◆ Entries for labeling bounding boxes
# # # #
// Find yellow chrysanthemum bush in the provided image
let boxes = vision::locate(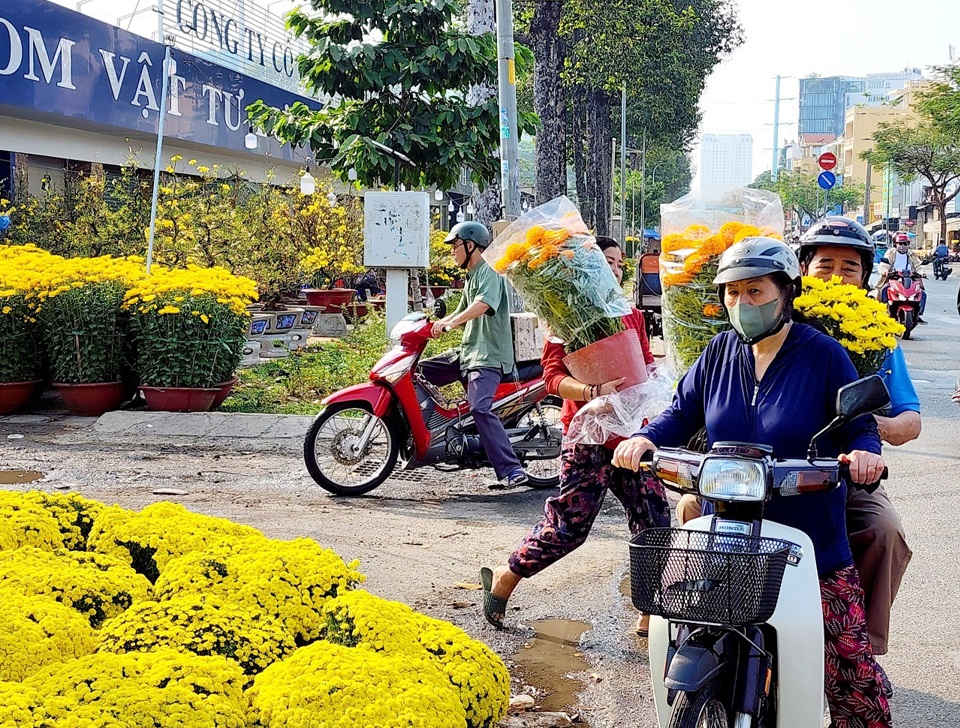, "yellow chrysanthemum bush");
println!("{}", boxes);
[123,265,257,387]
[247,641,466,728]
[0,587,97,681]
[23,649,247,728]
[323,590,510,728]
[0,546,150,627]
[793,276,904,377]
[155,538,364,644]
[0,245,46,383]
[99,594,296,675]
[88,501,263,583]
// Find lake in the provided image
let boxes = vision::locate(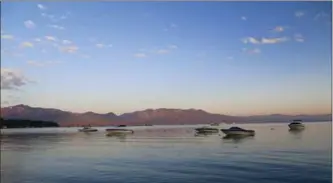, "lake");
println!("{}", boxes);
[1,122,332,183]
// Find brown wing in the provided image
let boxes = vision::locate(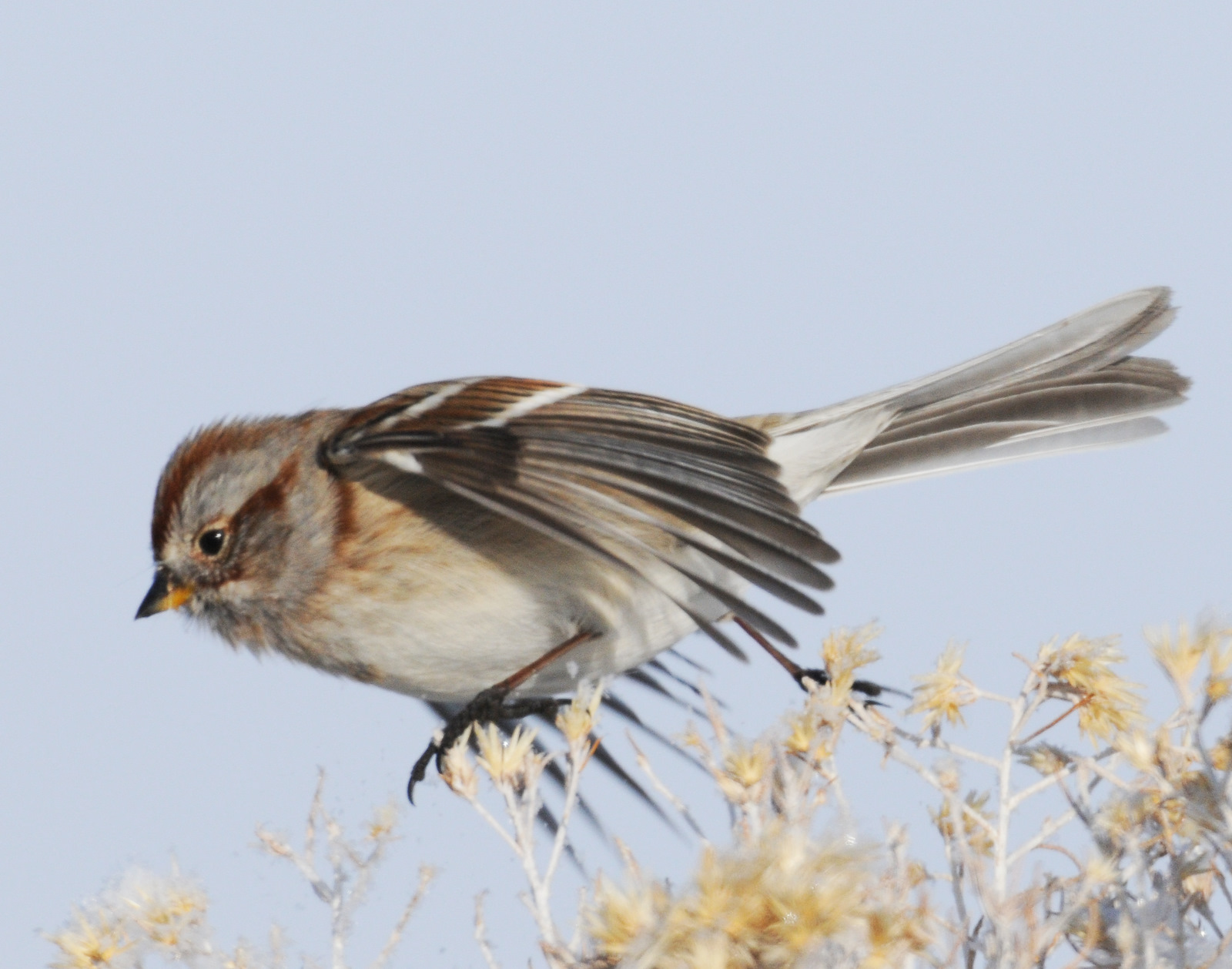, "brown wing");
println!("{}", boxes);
[324,377,838,649]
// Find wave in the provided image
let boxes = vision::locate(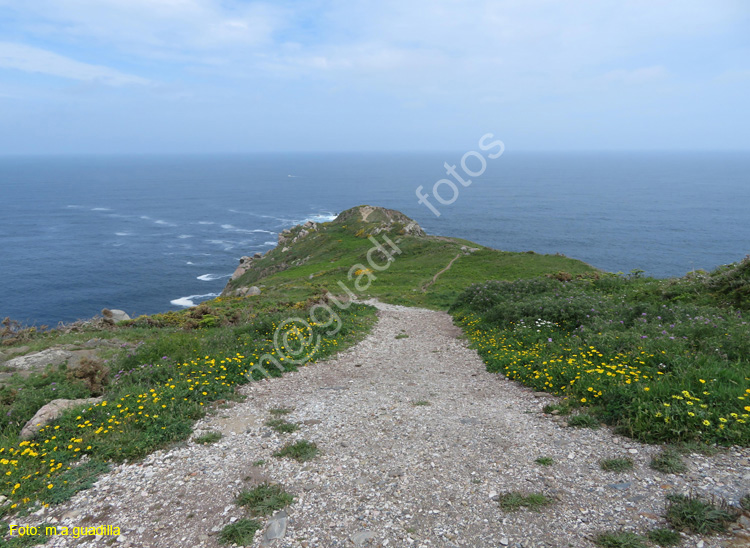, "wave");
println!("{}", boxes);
[302,211,338,223]
[198,274,231,282]
[221,225,276,234]
[174,293,221,308]
[206,240,237,251]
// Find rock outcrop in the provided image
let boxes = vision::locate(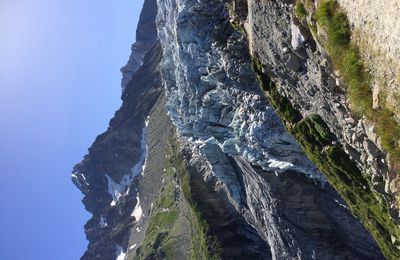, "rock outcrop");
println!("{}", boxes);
[72,0,396,260]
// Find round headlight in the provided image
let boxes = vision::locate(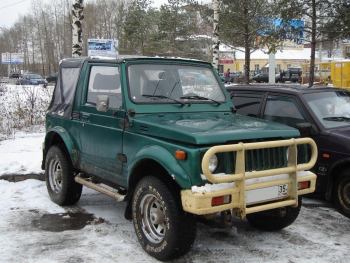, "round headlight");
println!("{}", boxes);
[209,154,218,173]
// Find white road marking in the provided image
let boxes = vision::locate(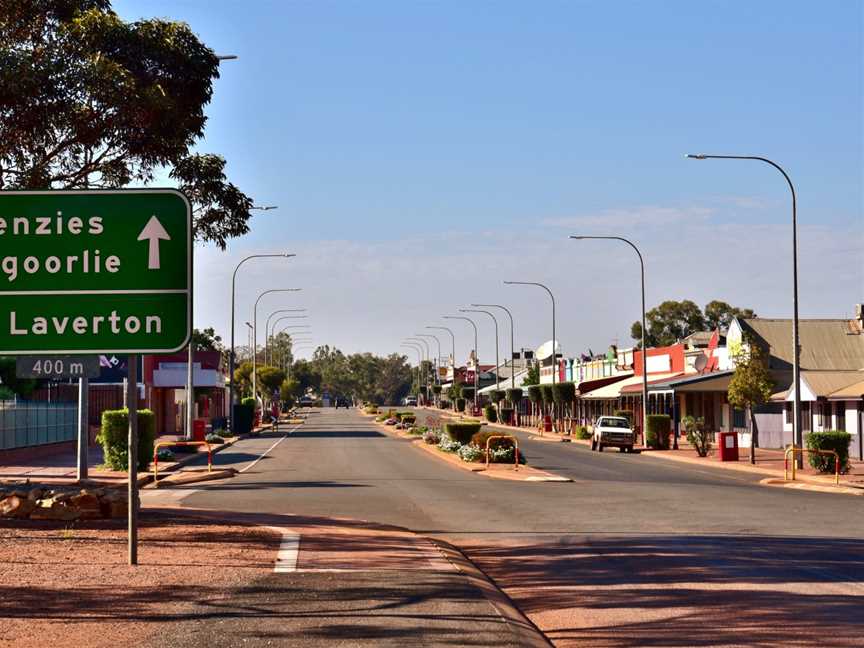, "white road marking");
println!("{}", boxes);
[270,527,300,574]
[237,423,302,473]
# # # #
Pick out every line in the material above that contains the string "provided", and copy each one.

// Find yellow chrysanthemum bush in the provided image
// Find lake in the provided image
// Find brown wing in the provided image
// Find wave in the provided image
// Find rock outcrop in the provided image
// Find round headlight in the provided image
// Find white road marking in the provided image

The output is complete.